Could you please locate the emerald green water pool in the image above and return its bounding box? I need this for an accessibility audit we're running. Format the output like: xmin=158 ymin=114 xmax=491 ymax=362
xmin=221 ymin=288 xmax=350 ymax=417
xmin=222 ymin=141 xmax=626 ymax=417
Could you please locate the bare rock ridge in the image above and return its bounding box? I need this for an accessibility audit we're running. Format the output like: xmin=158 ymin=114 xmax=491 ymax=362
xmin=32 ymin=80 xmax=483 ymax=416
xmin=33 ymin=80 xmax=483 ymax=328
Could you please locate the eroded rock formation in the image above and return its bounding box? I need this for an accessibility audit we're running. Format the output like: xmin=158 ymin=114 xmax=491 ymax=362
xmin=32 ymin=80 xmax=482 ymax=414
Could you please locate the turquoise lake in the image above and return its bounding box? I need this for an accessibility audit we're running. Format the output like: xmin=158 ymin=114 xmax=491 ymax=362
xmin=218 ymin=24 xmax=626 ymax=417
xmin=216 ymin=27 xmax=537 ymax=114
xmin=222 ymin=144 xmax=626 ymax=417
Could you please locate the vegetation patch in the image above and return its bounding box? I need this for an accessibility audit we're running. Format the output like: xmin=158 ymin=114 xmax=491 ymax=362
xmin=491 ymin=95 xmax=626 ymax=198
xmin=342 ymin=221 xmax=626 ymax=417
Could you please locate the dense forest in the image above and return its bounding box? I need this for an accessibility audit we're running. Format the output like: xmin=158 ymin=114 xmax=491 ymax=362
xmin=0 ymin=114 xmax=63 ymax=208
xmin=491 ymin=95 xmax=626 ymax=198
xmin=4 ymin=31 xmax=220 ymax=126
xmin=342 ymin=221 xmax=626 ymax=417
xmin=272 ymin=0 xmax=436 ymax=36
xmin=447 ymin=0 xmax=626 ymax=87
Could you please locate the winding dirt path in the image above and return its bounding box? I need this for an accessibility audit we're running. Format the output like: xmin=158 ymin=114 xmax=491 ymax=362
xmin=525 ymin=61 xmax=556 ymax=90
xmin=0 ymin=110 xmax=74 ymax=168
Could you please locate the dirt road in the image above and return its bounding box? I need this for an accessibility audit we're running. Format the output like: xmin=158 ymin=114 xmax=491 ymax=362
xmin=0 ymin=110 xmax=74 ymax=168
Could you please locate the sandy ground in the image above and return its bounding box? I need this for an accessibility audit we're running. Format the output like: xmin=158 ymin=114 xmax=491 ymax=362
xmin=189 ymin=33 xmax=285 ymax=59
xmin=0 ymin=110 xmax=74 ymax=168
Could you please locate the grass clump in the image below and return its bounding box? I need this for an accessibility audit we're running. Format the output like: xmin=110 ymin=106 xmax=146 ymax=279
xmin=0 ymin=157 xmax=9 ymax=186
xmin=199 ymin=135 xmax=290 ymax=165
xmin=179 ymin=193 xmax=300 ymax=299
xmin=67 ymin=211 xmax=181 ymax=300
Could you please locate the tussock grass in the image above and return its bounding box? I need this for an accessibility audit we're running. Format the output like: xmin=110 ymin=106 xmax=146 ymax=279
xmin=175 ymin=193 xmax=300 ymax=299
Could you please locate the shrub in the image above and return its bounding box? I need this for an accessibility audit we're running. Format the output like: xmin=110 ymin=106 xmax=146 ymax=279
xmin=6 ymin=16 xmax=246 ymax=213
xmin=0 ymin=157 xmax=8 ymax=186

━━━━━━━━

● **SHORT TASK**:
Reproduce all of the items above verbatim, line by line, preserving every character, space, and number.

● **RESPONSE**:
Could you please locate the emerald green water pool in the image above and return its bounding box? I need this for an accessibility audit we're running. Format the output like: xmin=158 ymin=114 xmax=491 ymax=362
xmin=221 ymin=288 xmax=350 ymax=417
xmin=222 ymin=141 xmax=626 ymax=417
Could you please locate the bare rock ridge in the image above and return its bounding box? I need this for an accessibility audit we're running. Format the output like: xmin=158 ymin=114 xmax=491 ymax=362
xmin=32 ymin=80 xmax=483 ymax=416
xmin=33 ymin=80 xmax=483 ymax=328
Could you please locate the eroded rock formation in the image above and return its bounding box? I need this for an accessibility audit we're running. Format the output like: xmin=158 ymin=114 xmax=491 ymax=362
xmin=32 ymin=80 xmax=482 ymax=414
Could you please locate the turquoise lake in the image above and return its bounding box? I need this for an accessibility audit we're running. Format the output like: xmin=158 ymin=114 xmax=491 ymax=362
xmin=218 ymin=24 xmax=626 ymax=417
xmin=216 ymin=27 xmax=537 ymax=114
xmin=222 ymin=144 xmax=626 ymax=417
Could you please locate the vegetation patch in the image above and return its bounding box? I need this for an accessibility audit we're running. Format the output like: xmin=158 ymin=114 xmax=491 ymax=362
xmin=491 ymin=95 xmax=626 ymax=198
xmin=342 ymin=221 xmax=626 ymax=417
Could you please locate the dense forest in the image above and return its bounding box? I need this for an accessibility audit we're running. Format the output like: xmin=158 ymin=114 xmax=491 ymax=362
xmin=0 ymin=114 xmax=63 ymax=208
xmin=491 ymin=95 xmax=626 ymax=198
xmin=4 ymin=31 xmax=220 ymax=126
xmin=342 ymin=221 xmax=626 ymax=417
xmin=272 ymin=0 xmax=436 ymax=36
xmin=447 ymin=0 xmax=626 ymax=87
Could you please locate the winding dirt path in the image above and return its bounding box? I need this for an accessibility audit we're running. Format the output like: xmin=158 ymin=114 xmax=491 ymax=362
xmin=525 ymin=61 xmax=556 ymax=90
xmin=0 ymin=110 xmax=74 ymax=168
Could you please locate the dirt road in the image above and return its bounding box? I need this for an accessibility audit we're running. Format the output like: xmin=158 ymin=114 xmax=491 ymax=362
xmin=0 ymin=110 xmax=74 ymax=168
Could you please locate the sandy ground in the image above and return its bounding box? I need this for an accessibility audit we're running. Format the output like: xmin=158 ymin=114 xmax=491 ymax=362
xmin=189 ymin=33 xmax=285 ymax=59
xmin=0 ymin=110 xmax=74 ymax=168
Could you please locate the grass clump in the image below and return its bounding box? I need this for an accessibility audit we're running. Format the output like: xmin=110 ymin=106 xmax=146 ymax=279
xmin=0 ymin=157 xmax=9 ymax=186
xmin=199 ymin=135 xmax=290 ymax=165
xmin=179 ymin=193 xmax=300 ymax=299
xmin=67 ymin=211 xmax=181 ymax=300
Could you please locate the tussock grass in the image above and return its bounding box? I need this for an accessibility audit we're running. Format the output like: xmin=110 ymin=106 xmax=146 ymax=279
xmin=175 ymin=193 xmax=300 ymax=299
Could you please locate the shrub in the image above and return its bounding box? I need this for an accessibility audit we're running. Format the output like: xmin=110 ymin=106 xmax=146 ymax=279
xmin=6 ymin=16 xmax=246 ymax=213
xmin=0 ymin=157 xmax=8 ymax=186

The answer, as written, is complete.